# Lidl Coshida Premium Pouches in Jelly



## MrBiggles87 (Oct 16, 2014)

Hi all, 

I have looked on this forum and around the internet but will always ask here first as this seems the best place to come! 

When my new kitten arrived, he arrived with pouches of Coshida.. which I tried to ween him off onto Applaws with his brother... he turned his nose up so I did some research and found that Coshida was a Lidl branded food and on the face of it seems damn good for the price. I transitioned him and his brother onto it and they both wolf it down and always want seconds.

I leave a complete dry food down which is recommended from 8 weeks onwards (Harringtons) all day in a big bowl for them both. 

I just want to know if anyone has had any experience with Coshida and if it is substantial enough for a growing kitten as they both love it....


----------



## Paddypaws (May 4, 2010)

I certainly don't think it is any worse than most of the other foods you can buy in supermarkets and is definitely a good price. If anything, I would try and steer them away from eating much of the dry food towards eating an extra meal of the wet.


----------



## MrBiggles87 (Oct 16, 2014)

Hi Paddypaws, so from a kittens perspective, is kitten food just a marketing tool and there is sufficient nutrients in food above 12 months and onwards? 

I will give them a pouch each in the morning and a pouch each in the evening, if they are hungry (they are Ragdolls after all) I will put some more wet down for them.

Thanks


----------



## The Wild Bunch (Jul 16, 2014)

MrBiggles87 said:


> Hi Paddypaws, so from a kittens perspective, is kitten food just a marketing tool and there is sufficient nutrients in food above 12 months and onwards?
> 
> I will give them a pouch each in the morning and a pouch each in the evening, if they are hungry (they are Ragdolls after all) I will put some more wet down for them.
######
### ACTIONS TO TAKE
**a)** In the thread on Coshida cat food, restate the paragraph beginning "When my new kitten arrived" as a short list, keeping its main facts.
**b)** Extend the Coshida cat food thread, picking up right after its final sentence.

### RECORDED INFORMATION
######
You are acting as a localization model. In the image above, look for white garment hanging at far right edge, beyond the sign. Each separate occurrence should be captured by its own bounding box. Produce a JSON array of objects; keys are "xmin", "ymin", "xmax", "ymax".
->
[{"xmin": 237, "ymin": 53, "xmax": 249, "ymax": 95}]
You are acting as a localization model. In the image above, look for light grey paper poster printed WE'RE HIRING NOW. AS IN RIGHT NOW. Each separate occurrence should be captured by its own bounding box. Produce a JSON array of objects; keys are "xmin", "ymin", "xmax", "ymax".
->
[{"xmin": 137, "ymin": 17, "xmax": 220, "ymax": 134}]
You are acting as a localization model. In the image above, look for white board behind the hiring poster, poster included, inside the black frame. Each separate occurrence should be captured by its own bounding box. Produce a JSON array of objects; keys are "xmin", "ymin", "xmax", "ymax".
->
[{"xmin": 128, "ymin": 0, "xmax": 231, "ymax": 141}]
######
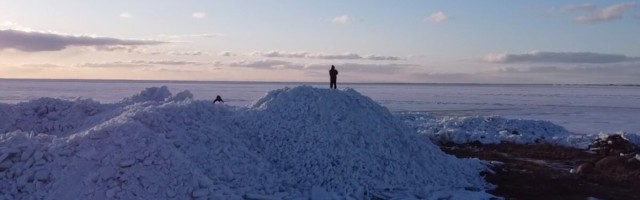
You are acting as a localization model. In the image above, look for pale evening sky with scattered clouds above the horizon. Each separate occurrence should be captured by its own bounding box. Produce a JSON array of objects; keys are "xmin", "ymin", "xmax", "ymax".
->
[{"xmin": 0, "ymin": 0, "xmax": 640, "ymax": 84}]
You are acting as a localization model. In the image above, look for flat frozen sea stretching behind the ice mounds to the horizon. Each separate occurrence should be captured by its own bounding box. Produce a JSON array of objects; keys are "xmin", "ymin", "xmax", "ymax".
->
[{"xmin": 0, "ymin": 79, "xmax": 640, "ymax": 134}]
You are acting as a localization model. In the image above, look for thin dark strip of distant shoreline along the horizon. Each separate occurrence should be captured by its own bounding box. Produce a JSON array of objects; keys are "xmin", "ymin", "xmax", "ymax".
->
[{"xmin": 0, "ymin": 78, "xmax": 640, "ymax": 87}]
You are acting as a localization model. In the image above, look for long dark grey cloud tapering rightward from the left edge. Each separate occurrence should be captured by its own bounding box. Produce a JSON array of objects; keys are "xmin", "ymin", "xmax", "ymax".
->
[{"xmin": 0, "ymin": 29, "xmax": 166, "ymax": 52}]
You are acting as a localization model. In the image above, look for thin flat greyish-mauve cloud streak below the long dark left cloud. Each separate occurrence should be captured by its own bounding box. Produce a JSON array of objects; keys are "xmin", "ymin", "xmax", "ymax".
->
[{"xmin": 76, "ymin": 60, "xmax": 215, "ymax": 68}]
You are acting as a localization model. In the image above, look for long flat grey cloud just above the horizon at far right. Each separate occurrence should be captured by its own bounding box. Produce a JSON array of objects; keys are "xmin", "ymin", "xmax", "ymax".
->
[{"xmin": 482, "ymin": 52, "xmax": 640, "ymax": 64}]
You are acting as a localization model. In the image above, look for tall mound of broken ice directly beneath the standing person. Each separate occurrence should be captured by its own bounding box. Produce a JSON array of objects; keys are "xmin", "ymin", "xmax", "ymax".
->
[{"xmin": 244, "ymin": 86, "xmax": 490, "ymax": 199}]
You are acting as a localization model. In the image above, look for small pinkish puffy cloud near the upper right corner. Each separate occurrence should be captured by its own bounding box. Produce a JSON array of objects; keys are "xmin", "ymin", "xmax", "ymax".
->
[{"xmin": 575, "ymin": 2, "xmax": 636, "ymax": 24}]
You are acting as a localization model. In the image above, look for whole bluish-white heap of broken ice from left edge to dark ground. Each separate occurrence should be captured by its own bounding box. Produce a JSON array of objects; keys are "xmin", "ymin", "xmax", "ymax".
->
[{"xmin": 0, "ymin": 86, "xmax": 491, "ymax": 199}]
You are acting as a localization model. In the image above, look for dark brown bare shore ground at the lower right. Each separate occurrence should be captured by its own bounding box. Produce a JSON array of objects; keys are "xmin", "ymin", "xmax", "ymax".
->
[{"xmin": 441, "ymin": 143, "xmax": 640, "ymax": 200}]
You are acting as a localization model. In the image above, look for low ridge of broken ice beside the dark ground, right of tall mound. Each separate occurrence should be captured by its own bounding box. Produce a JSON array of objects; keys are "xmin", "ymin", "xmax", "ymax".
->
######
### ANSWERS TO THE EXERCISE
**a)**
- The new kitten came with Coshida pouches.
- The owner tried to move him onto Applaws along with his brother, but he refused it.
- Research showed Coshida is a Lidl brand that looks very good for the price.
- Both kittens were switched to Coshida, and they eat it eagerly and always want more.

**b)**
> 
> Thanks


I don't think 2 pouches a day for kittens is enough. My Persian kitten is 8 months old and eats at least 350g per day, usually more as he has supper too. I don't feed dry though. Any wet is better than dry. I buy from zooplus as I find it most economical for the quality of food that they sell


----------



## TallulahCat (Dec 31, 2015)

It's certainly good value. You'll get better value still from the tins rather than pouches. I wouldn't say it is the best quality but it's a reasonable food. My concern with it was it is heavily dyed, and I don't see why cats need it a particular colour. My cat has a tendency to vomit, and it stained my carpet.


----------



## Ali71 (Apr 27, 2014)

@MrBiggles87 have you tried Butchers for Cats? It's a really good value food and although not the best, you can buy it in the supermarket:

http://www.tesco.com/groceries/product/details/?id=255741818

(not promoting Tesco per se but you can buy it in all major supermarkets) You can buy fish varieties as well and I think it's also grain free which is good.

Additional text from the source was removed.